WHAT THIS TASK INVOLVES: In the listing below, tally the lines that hold "bare" and report that number by itself.

PROVIDED DATA:
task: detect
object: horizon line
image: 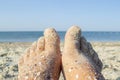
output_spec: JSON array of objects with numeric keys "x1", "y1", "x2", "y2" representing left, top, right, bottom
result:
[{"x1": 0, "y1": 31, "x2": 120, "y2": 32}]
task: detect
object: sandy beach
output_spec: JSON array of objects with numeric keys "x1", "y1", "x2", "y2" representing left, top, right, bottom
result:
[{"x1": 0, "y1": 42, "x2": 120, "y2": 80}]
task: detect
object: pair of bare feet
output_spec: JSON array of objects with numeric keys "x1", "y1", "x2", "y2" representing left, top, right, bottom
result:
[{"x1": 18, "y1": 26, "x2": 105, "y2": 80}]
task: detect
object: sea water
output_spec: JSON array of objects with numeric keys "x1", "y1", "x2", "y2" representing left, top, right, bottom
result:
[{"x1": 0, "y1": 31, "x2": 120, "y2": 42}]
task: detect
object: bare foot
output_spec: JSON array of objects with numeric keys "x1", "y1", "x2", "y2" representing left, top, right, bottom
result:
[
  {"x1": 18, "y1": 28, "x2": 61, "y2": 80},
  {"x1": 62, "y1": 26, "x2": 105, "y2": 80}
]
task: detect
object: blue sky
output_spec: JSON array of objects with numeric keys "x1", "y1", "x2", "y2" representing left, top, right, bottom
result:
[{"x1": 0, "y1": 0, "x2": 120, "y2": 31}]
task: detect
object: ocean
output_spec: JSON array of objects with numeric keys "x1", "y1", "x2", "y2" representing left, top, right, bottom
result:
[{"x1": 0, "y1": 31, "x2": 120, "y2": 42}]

---

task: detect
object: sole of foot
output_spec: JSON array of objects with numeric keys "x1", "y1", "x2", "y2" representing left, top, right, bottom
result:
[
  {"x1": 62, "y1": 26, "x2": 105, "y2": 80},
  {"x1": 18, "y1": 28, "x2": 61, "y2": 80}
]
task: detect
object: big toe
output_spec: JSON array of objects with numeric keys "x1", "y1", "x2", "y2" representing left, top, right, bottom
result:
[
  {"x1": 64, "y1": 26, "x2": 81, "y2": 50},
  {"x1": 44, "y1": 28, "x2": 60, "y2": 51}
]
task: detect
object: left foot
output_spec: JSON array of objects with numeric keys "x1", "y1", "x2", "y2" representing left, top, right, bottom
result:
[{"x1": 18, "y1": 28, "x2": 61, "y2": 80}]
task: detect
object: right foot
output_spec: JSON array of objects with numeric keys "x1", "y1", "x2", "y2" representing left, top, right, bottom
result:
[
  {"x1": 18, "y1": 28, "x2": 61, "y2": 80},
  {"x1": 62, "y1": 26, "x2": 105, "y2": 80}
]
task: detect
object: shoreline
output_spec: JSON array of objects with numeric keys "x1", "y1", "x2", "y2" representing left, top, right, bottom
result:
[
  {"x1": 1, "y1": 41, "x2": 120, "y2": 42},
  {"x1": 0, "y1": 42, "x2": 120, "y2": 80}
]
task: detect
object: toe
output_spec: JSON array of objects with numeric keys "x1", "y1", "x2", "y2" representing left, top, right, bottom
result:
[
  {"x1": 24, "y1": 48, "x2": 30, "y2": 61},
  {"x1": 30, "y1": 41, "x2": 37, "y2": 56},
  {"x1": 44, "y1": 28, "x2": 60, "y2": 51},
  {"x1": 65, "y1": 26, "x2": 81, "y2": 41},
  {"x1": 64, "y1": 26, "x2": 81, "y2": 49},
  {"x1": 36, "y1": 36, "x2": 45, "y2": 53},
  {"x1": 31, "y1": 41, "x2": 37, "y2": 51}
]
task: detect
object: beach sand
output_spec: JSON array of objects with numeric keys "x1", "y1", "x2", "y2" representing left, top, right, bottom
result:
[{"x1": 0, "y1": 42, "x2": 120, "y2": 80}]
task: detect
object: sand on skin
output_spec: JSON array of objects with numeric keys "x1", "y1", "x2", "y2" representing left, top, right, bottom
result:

SOLUTION BELOW: 2